▸ TEKS BACAAN

>>>>

Bitung  

Sembilan Tuntutan Ratusan Masa Aksi saat Demo Bertajuk ‘Kembalikan Hak Hidup Nelayan’ 

Ratusan nelayan mengatasnamakan Aliansi Nelayan Kota Bitung, saat mengelar aksi demo di depan kantor Walikota Bitung. (doc.foto: Gawai.co)

Editor/Pewarta: Alfondswodi

BITUNG (Gawai.co) – Merasa dilecehkan dan diintimidasi oleh sistem regulasi Kementerian Kelautan Perikanan (KKP) RI, ratusan masyarakat yang tergabung di Aliansi Nelayan Kota Bitung, mengelar aksi damai. Rabu (17/5/2023).

Terkonfirmasi, ratusan nelayan saat mengelar aksi damai, diawali di lokasi kompleks Pelabuhan Perikanan Bitung dan kemudian bergerak menuju depan kantor Walikota Bitung dengan mendapatkan pengawalan dari jajaran Polres Bitung.

Dikesempatan itu, Wakil Wali Kota Bitung, didampingi sejumlah pejabat teras Pemkot Bitung, menerima dokumen tuntutan Aliansi Nelayan Kota Bitung.

Salah satu koordinator aksi, Decky Sompotan mengatakan, para nelayan di Kota Bitung lebih takut peraturan ketimbang badai di laut luas. Artinya, sepanjang sejarah, kami tidak merasakan manfaat KKP kecuali intimidasi sistemik yang mematikan.

Menurutnya, dengan adanya sistemik KKP, membuat berbagai pertanyaan, kata Sompotan, apakah profesi kami oleh KKP? Apakah KKP memahami benar arti nelayan?.

“Pasal 11 UU Nomor 31 Tahun 2004 tentang Perikanan: Nelayan dinyatakan sebagai“Orang yang mata pencahariannya melakukan penangkapan ikan untuk memenuhi kebutuhan hidup sehari-hari”. Kemudian ketentuan ini dirubah oleh UU Nomor 45 Tahun 2009 tentang Perubahan Atas UU No. 31 Tahun 2004, Nelayan dinyatakan sebagai, Orang yang mata pencahariannya melakukan penangkapan ikan untuk memenuhi kebutuhan hidup sehari-hari yang menggunakan kapal perikanan paling besar 5 (lima) gross ton (GT)”. kata Sompotan.

Bahkan menurutnya, Pasal 1 angka 3, 4, 5, 6 dan 7, UU No. 7 Tahun 2016 tentang Perlindungan dan Pemberdayaan Nelayan, Pembudi Daya Ikan & Petambak Garam, dinyatakan dalam 4 kategori yaitu Nelayan Kecil, Nelayan Tradisional, Nelayan Buruh, dan Nelayan Pemilik.

“Pasal 1 Angka 4 merubah kategori nelayan kecil dengan kriteria kapal penangkap ikan berukuran paling besar 10 GT, dan UU No. 6 Tahun 2023 yang mengesahkan PP Pengganti UU No. 2 Tahun 2022 tentang Cipta Kerja, merubah Pasal 1 Angka 30 UU No. 27 Tahun 2007 tentang PWP3K yang telah dirubah dengan UU No. 1 Tahun 2014,” bebernya.

<<<<

▸ SOAL LATIHAN A
Sunting bagian bacaan tentang demo nelayan Bitung, mulai dari "Menurutnya, dengan adanya" terus sampai "benar arti nelayan?.", dengan mengganti "berbagai pertanyaan" menjadi "banyak pertanyaan".
Bacaan dan baris data merupakan dua bahan yang terpisah dan tidak saling berkaitan.

▸ DATA YANG DIBERIKAN
>>>>

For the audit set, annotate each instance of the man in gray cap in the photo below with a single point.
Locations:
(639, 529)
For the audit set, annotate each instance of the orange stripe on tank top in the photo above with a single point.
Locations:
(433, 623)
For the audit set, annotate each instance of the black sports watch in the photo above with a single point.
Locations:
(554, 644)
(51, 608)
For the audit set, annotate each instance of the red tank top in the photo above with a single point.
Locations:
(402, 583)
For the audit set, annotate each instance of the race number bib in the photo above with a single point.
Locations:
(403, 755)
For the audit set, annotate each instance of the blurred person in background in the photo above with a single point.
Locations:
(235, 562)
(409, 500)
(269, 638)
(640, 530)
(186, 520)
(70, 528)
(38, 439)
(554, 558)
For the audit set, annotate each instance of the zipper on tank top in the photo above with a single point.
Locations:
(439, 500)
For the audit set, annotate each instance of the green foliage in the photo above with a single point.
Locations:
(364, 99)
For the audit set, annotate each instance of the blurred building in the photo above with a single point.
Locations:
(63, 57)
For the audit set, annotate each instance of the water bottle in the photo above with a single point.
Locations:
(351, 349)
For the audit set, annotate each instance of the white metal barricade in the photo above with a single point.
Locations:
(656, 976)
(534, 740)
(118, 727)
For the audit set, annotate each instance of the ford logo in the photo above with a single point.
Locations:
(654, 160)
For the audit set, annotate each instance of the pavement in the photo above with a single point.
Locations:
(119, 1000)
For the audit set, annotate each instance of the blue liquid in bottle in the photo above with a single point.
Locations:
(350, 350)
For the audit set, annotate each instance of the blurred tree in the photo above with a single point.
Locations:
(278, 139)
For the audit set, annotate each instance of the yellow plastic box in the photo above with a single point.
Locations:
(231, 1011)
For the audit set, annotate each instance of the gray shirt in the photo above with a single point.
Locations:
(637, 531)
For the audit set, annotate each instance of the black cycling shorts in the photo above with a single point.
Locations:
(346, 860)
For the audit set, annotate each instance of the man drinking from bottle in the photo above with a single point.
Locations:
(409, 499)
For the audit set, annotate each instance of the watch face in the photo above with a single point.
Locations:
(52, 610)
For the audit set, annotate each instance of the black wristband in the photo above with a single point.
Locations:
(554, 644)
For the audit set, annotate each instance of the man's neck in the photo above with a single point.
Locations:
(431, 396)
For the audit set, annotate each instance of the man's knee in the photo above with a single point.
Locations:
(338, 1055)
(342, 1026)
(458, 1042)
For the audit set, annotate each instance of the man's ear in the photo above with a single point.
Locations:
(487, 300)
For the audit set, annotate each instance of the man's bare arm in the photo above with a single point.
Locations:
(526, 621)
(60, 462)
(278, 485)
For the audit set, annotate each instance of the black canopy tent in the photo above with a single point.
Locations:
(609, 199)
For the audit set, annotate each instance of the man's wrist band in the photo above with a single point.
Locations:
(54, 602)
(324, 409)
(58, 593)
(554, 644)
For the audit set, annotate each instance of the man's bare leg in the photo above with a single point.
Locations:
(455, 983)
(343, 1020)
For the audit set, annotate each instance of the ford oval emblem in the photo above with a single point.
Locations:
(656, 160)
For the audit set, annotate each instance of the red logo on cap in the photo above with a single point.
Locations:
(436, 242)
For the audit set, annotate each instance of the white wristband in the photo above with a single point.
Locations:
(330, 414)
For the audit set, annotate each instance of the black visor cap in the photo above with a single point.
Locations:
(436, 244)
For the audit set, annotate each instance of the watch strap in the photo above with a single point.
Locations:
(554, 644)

<<<<
>>>>

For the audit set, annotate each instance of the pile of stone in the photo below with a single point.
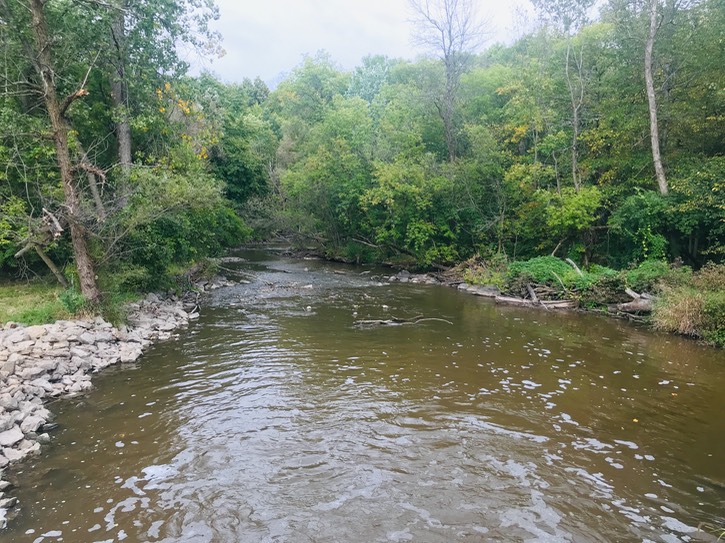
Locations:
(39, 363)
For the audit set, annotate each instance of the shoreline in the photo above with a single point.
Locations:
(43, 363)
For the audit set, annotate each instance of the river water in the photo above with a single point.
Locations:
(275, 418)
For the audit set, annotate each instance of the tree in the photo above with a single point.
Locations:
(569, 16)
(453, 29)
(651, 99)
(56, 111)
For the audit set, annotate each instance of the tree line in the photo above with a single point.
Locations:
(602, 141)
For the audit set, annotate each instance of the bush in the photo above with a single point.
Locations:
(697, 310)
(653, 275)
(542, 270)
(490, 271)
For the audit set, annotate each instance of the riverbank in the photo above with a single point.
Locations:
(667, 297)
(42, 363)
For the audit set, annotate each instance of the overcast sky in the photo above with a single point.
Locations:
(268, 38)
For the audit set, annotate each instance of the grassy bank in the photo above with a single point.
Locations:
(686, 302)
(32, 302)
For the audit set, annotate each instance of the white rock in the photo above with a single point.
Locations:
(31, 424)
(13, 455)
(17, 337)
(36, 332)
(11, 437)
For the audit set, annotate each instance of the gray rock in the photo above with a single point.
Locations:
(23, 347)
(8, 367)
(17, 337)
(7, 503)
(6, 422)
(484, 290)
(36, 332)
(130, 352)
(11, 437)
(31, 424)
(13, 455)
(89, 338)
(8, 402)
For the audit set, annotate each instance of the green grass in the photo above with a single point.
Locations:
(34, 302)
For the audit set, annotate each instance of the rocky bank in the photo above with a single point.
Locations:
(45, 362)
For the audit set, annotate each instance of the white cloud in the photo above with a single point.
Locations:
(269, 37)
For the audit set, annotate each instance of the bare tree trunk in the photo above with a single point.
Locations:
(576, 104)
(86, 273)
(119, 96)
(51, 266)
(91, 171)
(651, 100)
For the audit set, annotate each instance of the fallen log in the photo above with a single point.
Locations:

<<<<
>>>>

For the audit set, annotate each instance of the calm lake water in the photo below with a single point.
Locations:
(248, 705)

<<<<

▸ SOAL LATIHAN B
Temukan setiap baris data yang memuat kata "bare", lalu salin baris-baris tersebut.

▸ HASIL A
Menurutnya, dengan adanya sistemik KKP, membuat banyak pertanyaan, kata Sompotan, apakah profesi kami oleh KKP? Apakah KKP memahami benar arti nelayan?.

▸ HASIL B
For the audit set, annotate each instance of the man's bare arm in the photo above with a single point.
For the audit set, annotate each instance of the man's bare leg in the photo above with a single point.
For the audit set, annotate each instance of the bare tree trunk in the photo above with a single point.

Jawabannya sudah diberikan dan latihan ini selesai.